- _Text excerpt_:
%%
Artist Talk: Alison O’Daniel
April 26, 2026, 3:00 PM
Sound—its sensory qualities and its social role—is at the center of Los Angeles-based artist Alison O’Daniel’s multidisciplinary practice. Spanning film, performance, sculpture, and installation, and informed by frequent collaborations with hearing, Deaf, and hard-of-hearing artists and composers, O’Daniel’s practice explores the role of sound, the meaning of listening, the notion of legibility, and the importance of access.
Presented alongside the museum’s solo exhibition Steve Roden: wandering, an artist with whom she collaborated, O’Daniel will discuss her work and screen a series of short films, expanding on her and Roden’s collaborative approach to artistic practice.
About the artist
Alison O’Daniel, a filmmaker and visual artist, is d/Deaf and builds a visual, aural, and haptic vocabulary in her work that reveals (or proposes) a politics of sound that exceeds the ear. She is the director of The Tuba Thieves, which premiered at the Sundance Film Festival 2023 and was broadcast in 2024 on Independent Lens on PBS and Arte in France. The Tuba Thieves screened at festivals across the globe, including CPH Dox, MOMA Doc Fortnight, SFFILM, IDFA and has also screened at the Academy Museum, Los Angeles; Mumok, Vienna; BAM, Brooklyn; Arsenale, Berlin; Gene Siskel Film Center, Chicago, and others. She is a United States Artist Disability Futures Fellow and a Guggenheim Fellow. O’Daniel has also received grants from Ford Foundation; Sundance; Creative Capital; Field of Vision; ITVS; Chicken & Egg; SFFILM. She has developed projects in various labs, including Points North; Sundance Talent Forum; True/False/Catapult Editing Lab, and has attended residencies at the Wexner Center Film/Video Studio Program; Fine Arts Work Center in Provincetown; and Skowhegan School of Painting and Sculpture. She was included in Filmmaker Magazine’s 2019 25 New Faces of Independent Film issue. She is represented by Commonwealth and Council Gallery in Los Angeles and is the Suraj Israni Endowed Associate Professor of Cinematic Arts in the Visual Arts department at University of California, San Diego.
%%
Retype the passage of the artist talk announcement between "Artist Talk: Alison" and "to artistic practice.", inclusive. You won't need the records for this.

- _Records shown_:
%%
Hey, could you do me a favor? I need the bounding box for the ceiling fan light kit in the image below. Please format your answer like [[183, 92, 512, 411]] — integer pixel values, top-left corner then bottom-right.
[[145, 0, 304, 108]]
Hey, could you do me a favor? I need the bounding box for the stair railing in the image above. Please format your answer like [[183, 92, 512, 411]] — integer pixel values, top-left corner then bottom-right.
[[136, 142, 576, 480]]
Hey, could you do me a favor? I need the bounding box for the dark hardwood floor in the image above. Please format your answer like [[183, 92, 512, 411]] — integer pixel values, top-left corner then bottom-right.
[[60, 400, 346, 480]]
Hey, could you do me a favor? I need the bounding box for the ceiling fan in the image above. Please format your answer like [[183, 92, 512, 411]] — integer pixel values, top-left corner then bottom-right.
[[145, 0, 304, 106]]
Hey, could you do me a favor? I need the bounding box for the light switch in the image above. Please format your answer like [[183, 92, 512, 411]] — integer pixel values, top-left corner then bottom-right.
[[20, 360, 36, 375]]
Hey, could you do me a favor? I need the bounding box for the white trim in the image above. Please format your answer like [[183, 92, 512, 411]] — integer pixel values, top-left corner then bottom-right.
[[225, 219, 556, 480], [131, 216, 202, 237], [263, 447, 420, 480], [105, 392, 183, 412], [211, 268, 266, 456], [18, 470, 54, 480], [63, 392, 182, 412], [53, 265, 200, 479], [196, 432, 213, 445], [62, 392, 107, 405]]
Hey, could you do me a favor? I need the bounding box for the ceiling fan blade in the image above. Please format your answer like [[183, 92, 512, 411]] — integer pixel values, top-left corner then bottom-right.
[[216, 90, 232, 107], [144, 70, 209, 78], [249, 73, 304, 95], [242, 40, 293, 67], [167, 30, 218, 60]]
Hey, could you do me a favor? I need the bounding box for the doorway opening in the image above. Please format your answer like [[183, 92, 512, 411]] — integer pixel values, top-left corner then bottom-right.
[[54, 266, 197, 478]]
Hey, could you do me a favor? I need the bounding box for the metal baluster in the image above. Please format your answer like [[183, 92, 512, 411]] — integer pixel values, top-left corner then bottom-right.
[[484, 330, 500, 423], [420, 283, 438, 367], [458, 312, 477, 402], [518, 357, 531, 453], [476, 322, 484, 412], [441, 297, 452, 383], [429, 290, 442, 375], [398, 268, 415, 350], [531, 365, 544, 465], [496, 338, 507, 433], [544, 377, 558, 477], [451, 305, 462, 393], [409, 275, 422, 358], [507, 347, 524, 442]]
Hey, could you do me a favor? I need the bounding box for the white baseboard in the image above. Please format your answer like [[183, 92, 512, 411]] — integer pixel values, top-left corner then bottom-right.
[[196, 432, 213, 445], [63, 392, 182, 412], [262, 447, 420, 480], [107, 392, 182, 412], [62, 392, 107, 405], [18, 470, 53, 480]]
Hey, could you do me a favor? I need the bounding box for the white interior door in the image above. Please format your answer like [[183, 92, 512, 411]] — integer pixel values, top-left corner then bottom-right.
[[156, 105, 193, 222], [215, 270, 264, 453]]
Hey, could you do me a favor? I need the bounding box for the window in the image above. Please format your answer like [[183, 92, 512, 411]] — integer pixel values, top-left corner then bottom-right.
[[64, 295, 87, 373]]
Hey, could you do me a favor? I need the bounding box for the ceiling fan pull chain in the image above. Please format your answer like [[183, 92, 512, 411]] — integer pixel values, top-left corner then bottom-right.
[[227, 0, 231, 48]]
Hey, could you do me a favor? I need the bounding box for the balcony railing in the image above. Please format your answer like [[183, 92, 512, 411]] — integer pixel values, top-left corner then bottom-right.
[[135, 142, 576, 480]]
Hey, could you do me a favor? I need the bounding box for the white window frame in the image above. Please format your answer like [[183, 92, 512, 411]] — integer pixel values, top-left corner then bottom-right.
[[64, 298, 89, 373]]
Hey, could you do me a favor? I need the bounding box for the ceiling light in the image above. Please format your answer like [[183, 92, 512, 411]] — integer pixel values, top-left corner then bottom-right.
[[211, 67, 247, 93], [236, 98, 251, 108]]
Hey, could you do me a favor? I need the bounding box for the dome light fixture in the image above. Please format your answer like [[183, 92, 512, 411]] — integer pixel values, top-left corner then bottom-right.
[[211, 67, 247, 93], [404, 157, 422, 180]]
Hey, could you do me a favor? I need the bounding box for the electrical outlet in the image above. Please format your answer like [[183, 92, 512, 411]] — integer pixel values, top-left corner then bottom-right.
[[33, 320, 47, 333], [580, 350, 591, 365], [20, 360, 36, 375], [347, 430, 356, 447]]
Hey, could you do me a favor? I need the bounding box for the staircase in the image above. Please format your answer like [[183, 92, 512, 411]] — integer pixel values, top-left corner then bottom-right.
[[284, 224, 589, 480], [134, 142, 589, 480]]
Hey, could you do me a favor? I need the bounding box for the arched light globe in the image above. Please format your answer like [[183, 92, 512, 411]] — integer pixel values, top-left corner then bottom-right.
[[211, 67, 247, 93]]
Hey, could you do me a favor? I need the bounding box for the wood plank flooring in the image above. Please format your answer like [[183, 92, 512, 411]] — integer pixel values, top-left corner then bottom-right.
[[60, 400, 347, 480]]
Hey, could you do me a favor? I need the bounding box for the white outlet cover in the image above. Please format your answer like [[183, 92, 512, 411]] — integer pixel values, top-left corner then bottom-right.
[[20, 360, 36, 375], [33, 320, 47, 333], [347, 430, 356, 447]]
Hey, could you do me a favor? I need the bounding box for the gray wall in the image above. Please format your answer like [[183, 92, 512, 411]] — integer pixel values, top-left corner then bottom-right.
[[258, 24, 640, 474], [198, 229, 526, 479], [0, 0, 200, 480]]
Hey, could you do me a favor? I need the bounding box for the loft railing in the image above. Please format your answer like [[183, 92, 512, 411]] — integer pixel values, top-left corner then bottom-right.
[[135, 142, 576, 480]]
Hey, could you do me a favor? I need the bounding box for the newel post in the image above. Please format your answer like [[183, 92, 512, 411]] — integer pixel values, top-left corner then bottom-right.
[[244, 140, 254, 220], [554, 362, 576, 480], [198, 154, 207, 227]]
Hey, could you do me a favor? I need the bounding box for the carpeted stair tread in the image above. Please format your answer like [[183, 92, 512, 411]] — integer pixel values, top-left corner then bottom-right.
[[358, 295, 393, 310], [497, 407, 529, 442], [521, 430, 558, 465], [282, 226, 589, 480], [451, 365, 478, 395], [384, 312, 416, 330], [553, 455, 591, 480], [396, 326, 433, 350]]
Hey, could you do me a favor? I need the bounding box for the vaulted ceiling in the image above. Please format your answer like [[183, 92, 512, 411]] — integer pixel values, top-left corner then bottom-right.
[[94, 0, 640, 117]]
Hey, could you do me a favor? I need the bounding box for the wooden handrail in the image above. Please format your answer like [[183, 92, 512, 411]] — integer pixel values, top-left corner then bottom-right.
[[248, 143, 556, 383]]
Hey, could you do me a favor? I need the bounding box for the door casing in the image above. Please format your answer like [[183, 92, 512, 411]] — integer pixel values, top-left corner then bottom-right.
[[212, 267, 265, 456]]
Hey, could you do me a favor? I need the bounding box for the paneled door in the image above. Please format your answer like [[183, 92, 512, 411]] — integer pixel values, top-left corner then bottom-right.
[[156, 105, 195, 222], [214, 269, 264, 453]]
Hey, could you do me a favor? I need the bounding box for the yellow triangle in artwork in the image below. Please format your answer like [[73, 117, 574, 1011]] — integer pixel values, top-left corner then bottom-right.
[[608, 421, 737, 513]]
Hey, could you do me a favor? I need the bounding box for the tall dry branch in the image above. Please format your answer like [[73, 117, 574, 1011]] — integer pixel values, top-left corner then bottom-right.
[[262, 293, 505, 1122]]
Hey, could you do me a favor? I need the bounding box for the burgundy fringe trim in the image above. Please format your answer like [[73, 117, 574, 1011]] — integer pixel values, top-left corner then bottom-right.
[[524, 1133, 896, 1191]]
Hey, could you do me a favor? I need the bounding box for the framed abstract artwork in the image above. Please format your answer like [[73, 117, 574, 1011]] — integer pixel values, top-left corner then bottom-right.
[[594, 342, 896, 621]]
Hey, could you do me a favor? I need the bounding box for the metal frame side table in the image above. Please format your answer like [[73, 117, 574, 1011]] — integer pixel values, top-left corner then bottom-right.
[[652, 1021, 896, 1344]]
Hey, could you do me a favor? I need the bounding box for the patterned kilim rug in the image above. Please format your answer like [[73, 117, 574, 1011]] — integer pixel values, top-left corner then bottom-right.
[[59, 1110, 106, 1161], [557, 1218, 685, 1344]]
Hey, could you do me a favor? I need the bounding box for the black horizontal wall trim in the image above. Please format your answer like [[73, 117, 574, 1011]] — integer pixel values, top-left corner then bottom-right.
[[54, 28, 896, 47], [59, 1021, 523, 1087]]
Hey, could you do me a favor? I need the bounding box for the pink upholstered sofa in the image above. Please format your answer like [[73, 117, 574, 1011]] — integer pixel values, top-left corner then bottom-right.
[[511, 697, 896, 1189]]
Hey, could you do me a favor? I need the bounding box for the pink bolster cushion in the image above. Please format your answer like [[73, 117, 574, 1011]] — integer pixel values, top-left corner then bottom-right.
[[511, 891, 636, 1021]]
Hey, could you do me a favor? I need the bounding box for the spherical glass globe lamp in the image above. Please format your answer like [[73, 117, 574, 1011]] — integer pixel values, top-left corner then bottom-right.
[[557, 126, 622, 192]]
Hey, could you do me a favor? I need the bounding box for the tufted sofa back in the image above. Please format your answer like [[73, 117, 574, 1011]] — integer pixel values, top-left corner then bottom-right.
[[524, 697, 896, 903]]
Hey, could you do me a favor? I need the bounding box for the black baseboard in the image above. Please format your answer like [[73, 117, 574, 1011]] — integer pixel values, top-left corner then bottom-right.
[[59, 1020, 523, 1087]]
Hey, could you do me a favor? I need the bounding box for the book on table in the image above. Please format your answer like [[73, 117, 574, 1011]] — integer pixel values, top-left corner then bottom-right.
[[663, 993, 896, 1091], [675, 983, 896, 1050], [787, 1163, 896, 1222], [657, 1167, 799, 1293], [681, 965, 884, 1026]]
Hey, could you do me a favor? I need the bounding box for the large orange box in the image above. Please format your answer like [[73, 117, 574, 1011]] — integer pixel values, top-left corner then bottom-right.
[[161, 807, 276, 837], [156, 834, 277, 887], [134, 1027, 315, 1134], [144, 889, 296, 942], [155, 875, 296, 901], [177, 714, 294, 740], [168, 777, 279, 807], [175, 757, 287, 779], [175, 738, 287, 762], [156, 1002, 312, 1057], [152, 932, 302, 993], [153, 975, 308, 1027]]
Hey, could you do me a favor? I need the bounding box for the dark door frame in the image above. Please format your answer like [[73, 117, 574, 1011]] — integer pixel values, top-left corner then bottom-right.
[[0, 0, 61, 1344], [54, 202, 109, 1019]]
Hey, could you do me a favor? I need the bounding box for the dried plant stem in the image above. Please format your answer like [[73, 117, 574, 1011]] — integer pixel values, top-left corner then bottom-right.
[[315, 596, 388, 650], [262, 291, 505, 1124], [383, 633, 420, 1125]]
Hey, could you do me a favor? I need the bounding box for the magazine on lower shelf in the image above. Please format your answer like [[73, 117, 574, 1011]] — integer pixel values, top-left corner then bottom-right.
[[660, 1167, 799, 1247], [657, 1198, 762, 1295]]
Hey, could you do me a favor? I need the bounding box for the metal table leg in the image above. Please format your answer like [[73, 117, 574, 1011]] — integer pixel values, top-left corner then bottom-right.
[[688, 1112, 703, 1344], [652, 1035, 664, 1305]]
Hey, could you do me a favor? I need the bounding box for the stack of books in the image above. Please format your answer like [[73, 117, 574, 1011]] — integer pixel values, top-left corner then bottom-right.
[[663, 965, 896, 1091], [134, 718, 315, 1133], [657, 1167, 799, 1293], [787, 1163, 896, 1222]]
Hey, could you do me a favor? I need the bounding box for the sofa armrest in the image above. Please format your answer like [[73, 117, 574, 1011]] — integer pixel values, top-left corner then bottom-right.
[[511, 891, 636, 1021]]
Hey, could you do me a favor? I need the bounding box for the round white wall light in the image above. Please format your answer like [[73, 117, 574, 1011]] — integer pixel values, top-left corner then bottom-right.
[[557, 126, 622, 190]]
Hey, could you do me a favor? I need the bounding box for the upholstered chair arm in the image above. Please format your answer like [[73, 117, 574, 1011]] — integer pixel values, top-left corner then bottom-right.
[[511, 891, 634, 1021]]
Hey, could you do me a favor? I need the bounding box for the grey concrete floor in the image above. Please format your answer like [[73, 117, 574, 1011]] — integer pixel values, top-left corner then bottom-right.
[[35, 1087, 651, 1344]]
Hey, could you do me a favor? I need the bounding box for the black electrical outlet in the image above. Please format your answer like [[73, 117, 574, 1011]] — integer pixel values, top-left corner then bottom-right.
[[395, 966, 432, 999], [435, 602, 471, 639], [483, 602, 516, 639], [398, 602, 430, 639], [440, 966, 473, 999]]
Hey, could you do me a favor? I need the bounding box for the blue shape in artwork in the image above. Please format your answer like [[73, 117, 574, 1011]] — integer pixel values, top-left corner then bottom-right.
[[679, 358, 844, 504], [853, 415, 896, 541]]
%%
- _Exercise answer_:
Artist Talk: Alison O’Daniel
April 26, 2026, 3:00 PM
Sound—its sensory qualities and its social role—is at the center of Los Angeles-based artist Alison O’Daniel’s multidisciplinary practice. Spanning film, performance, sculpture, and installation, and informed by frequent collaborations with hearing, Deaf, and hard-of-hearing artists and composers, O’Daniel’s practice explores the role of sound, the meaning of listening, the notion of legibility, and the importance of access.
Presented alongside the museum’s solo exhibition Steve Roden: wandering, an artist with whom she collaborated, O’Daniel will discuss her work and screen a series of short films, expanding on her and Roden’s collaborative approach to artistic practice.